### Given text

Kingma opened by remembering Lauren Bacall and Robin Williams: “No performer likes to be confronted by silence, so in memorial … I would like to ask you for a moment of applause.”
That brought a thundering response from the audience composed of those receiving grants, stars, publicists, media and friends of friends.
Sofia Vergara was the first presenter. “I’m here to talk about children,” she said, adding: “I have raised a real son and on Modern Family two fake ones.”
She praised the Pablove Foundation Shutterbugs program, which teaches kids with cancer to find their creative voice through photography.
Kingma came out and surprised her by announcing that a little boy named Jake, who had been on the red carpet along with other press taking pictures and who had benefited from the Shutterbugs program, was in the room. He brought Jacob onstage where Vergara hugged him as the crowd cheered.
Morgan Freeman accepted on behalf of The Film Foundation after a video that included an appearance by director Martin Scorcese, who thanked the HFPA for more than a decade of grants that have helped save and restore more than 460 movies.
“Movies touch our heart, our vision and change the way we see things,” said Freeman. “They take us to other places. They open doors and minds. Movies are the memories of our lifetimes. We need to keep them alive. These are the words of Martin Scorcese, who founded and has overseen the Film Foundation since 1990.”
The Film Foundation, noted Freeman, has restored works by directors including D.W. Griffith, Bob Fosse, John Ford and William Wyler.
Other presenters included Channing Tatum, Patricia Arquette, Chris Evans, Chaz Ebert, Elle Fanning, Gina Rodriguez, Kerry Washington, Minnie Driver, Robert Pattinson, Rose McGowan, Nick Jonas and Andy Samberg.
Kingma noted Samberg was a Golden Globe winner in January for his new Fox TV series Brooklyn 99. He added that Samberg had left production to be there: “We may literally have to give him a police escort when he leaves here.”
On the red carpet before the show Driver said she had come to support the Screen Actors Guild Foundation and the HFPA. “I like when one big organization gives to another,” said Driver. “I like when the money is going to help people who — actors traditionally do not have a lot of money. Most actors can’t afford to go to classes and seminars and pay all sorts of things, so what the SAG Foundation provides is a brilliant resource for all actors.”

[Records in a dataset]

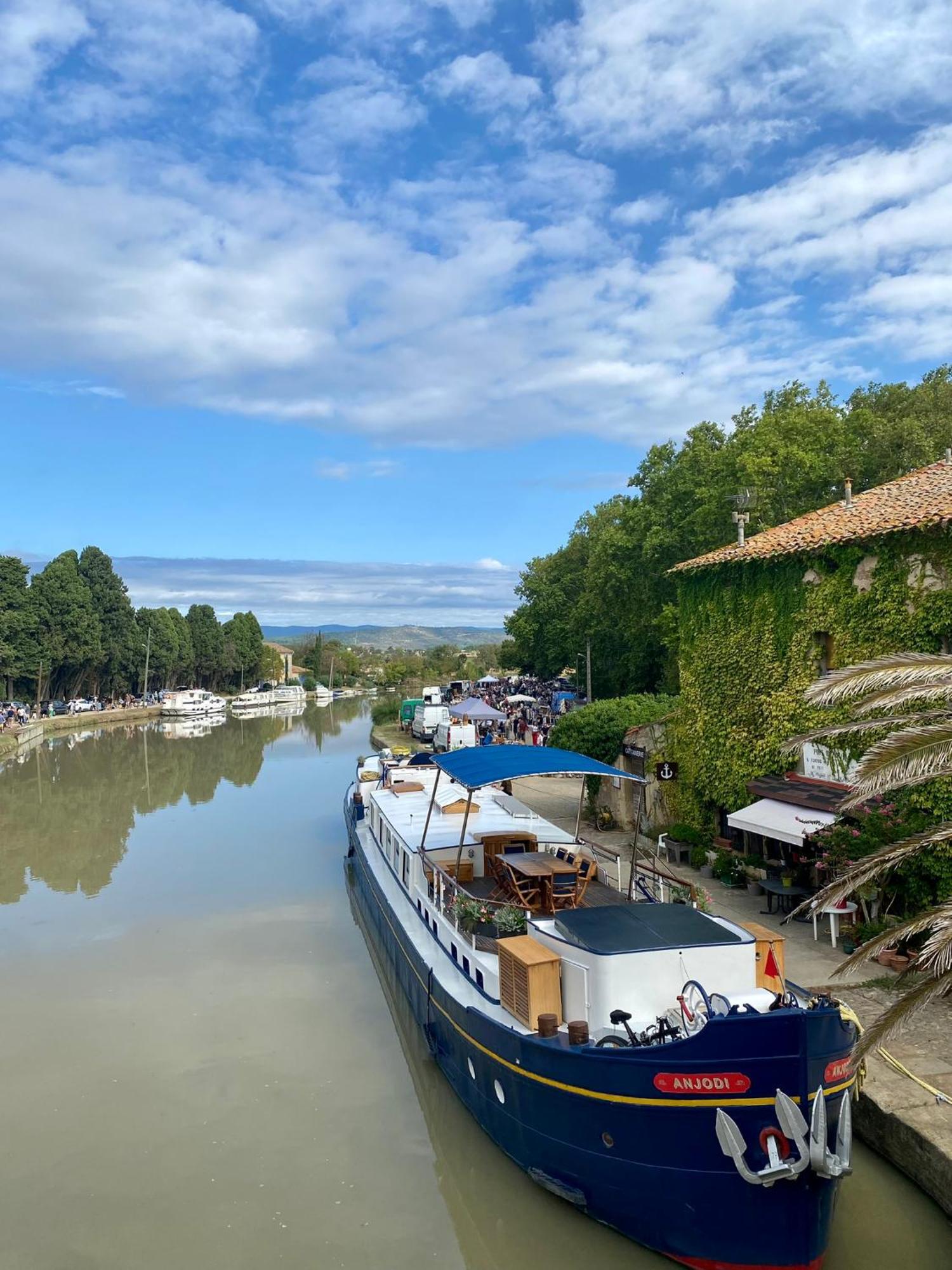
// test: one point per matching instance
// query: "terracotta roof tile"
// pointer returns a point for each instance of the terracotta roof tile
(915, 502)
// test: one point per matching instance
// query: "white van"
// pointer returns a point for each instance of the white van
(454, 736)
(427, 719)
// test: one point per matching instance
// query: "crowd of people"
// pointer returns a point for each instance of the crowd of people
(531, 708)
(17, 714)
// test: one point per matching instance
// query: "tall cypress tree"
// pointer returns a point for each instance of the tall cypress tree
(117, 622)
(20, 652)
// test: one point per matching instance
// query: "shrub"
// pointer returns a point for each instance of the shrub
(728, 867)
(699, 858)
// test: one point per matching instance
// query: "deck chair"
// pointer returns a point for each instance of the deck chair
(525, 891)
(588, 869)
(499, 876)
(565, 888)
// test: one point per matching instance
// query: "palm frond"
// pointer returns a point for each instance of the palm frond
(841, 730)
(898, 671)
(901, 697)
(936, 954)
(899, 1014)
(937, 919)
(874, 867)
(903, 758)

### Exercise requirements
Write what comes next in the report on the HFPA grants event, picking up after Minnie Driver's remarks about the SAG Foundation.

### Result below
Abigail Spencer, who stars on the Sundance drama Rectify, came to accept on behalf of future filmmakers. She said she worked with a filmmaker who got a grant from a different group. “He ended up winning the student Oscar,” said Spencer. “These things really matter. Just because of your financial situation doesn’t mean you can’t get into the school or the program … We just need outside sources to do that, so it’s why they are doing it.”
English actor and singer Eddie Redmayne praised the HFPA for “supporting young and emerging filmmakers. They seem to be doing a really great job of embracing film in its entirety.”
Among those attending was Larry Laboe, executive director, New Filmmakers Los Angeles, whose group was given a grant for the first time of $5,000. It was less than requested, but Laboe was happy to get it. “It comes in a crucial year for us,” explained Laboe. “Our organization has grown so much. We need to move our capacity to the next stage.”
He plans to use the grant to hire another staff member and expand international outreach — to bring more films to an American audience — with a special effort to reach Hispanic filmmakers around the globe. Added Laboe: “So it kind of goes along with the international spirit of the Hollywood Foreign Press Association.”